§ EXTRAIT:
-------------------------

SÉANCE DU 3 DÉCEMBRE.

[Un des secrétaires fait lecture d'une adresse du directoire du département de l'Eure, qui annonce que des mouvemens se manifestent dans ce département, relativement aux subsistances. Gette adresse est renvoyée au comité des subsistances.

Un membre fait un rapport sur une pétition de la commune de Rouen, qui demande l'indemnité des dépenses qu'elle a faites pour l'achat de grains. Il propose un projet de décret qui est adopté.

Le président annonce que le procureur-syndic du département

d'Indre-et-Loire et un administrateur de la commune de Tours demandent à être entendus à la barre, pour entretenir la Convention d'un objet de la plus grande importance.

Bayeul, au nom de la municipalité du Havre, demande six mille quintaux de blé, dont elle a le plus pressant besoin.

Cette proposition est renvoyée au ministre de l'intérieur.

Les administrateurs du département d'Indre-et-Loire. Le conseil-général du département d'Indre-et-Loire nous a chargés, mon collègue et moi, de vous présenter le tableau des événemens qui ont eu lieu dans notre département, de vous en dévoiler les causes, et de solliciter un prompt remède aux maux qui nous affligent. Des attroupemens se sont formés pour opérer le rabaissement du prix des choses de première nécessité, qui est beaucoup au-dessus des facultés de la grande majorité des citoyens. D'abord un rassemblement a dirigé sa marche vers la ville de Tours; plusieurs détachemens de garde nationale se sont portés au-devant de ce rassemblement, qui a été dissous sans verser de sang et sans coup férir. Parmi les preuves de civisme qu'ont données les détachemens armés, à la tête desquels j'étais comme officier civil, le citoyen Poisson, qui avait eu le bras lésé, refusa de se retirer; il voulut nous suivre, resta à son poste, et ne nous quitta pas un instant. (On applaudit.) C'était un devoir bien pénible pour nous d'avoir à repousser par la force armée des hommes sans armes, des hommes auxquels nous étions liés par les liens du sang; mais aucune considération particulière n'a pu nous porter à composer avec la loi.

-------------------------

§ LIGNES FOURNIES:
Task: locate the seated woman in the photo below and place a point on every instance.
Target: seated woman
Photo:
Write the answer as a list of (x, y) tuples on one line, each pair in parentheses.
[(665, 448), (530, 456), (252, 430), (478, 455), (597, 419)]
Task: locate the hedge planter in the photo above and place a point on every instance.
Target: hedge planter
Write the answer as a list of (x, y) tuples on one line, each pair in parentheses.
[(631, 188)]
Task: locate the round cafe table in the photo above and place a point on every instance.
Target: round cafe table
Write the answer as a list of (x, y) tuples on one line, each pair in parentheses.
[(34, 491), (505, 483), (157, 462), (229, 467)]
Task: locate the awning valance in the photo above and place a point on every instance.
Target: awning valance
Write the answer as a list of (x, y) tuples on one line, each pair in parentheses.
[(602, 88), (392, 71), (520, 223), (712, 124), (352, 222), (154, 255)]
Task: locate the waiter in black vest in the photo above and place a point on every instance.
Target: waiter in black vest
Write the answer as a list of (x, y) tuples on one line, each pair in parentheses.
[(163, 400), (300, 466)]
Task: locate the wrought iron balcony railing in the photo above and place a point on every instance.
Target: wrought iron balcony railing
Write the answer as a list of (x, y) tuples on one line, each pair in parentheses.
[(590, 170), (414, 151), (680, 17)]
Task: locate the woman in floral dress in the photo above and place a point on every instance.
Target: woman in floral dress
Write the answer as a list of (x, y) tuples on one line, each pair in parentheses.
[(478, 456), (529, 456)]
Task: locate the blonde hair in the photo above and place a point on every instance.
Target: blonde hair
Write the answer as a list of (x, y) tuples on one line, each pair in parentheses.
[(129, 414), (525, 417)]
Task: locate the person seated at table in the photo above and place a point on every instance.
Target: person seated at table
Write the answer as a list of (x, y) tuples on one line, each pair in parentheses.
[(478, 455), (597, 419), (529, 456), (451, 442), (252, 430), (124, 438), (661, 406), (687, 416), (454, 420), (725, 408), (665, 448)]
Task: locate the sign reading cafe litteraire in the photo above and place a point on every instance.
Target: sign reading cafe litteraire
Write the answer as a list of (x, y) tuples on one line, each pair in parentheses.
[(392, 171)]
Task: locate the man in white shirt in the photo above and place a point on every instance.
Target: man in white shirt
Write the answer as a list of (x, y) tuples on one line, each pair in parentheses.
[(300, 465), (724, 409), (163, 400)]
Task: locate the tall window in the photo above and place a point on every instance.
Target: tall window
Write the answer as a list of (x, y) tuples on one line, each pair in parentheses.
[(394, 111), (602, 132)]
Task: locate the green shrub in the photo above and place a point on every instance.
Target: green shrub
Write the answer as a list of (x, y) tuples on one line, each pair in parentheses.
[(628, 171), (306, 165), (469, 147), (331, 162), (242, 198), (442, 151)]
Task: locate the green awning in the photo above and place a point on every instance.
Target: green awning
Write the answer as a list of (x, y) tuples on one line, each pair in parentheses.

-------------------------

§ EXERCICES:
- A) Indiquez si chacune des affirmations (i), (ii) et (iii) concorde avec le compte rendu de la séance du 3 décembre, en répondant par oui ou par non et en citant textuellement les mots décisifs. (i) La municipalité du Havre réclame six mille quintaux de blé. (ii) Le rassemblement qui marchait vers Tours a été dispersé au prix d'un affrontement sanglant. (iii) La pétition de la commune de Rouen est renvoyée au ministre de l'intérieur.
- B) Poursuivez le compte rendu de la séance du 3 décembre à partir de sa dernière phrase.
Les lignes sont tirées d'une autre source.

§ RÉPONSES ATTENDUES:
- A)
(i) Oui : « Bayeul, au nom de la municipalité du Havre, demande six mille quintaux de blé ».
(ii) Non : « qui a été dissous sans verser de sang et sans coup férir ».
(iii) Non : « Il propose un projet de décret qui est adopté. »

- B)
De tels mouvemens ne peuvent être que le fruit des manœuvres des ennemis du dehors: mais pourquoi n'en accuserions-nous pas l'avarice des riches propriétaires, qui ont la cruauté de calculer la grandeur de leur fortune sur la misère du pauvre. Le peuple a faim, il veut la liberté du commerce; mais il ne veut pas souffrir l'oppression des gros propriétaires. L'attroupement que nous avons dispersé était sans armes ; mais dans ce moment peut-être il est armé, il menace nos propriétés. Avant notre départ la maison d'un administrateur était entièrement pillée et

dévastée. Législateurs, n'ajournez pas les mesures à prendre pour mettre un terme à ces maux; accordez au peuple les choses dont il manque; accordez aux administrateurs le droit de taxer les denrées de première nécessité.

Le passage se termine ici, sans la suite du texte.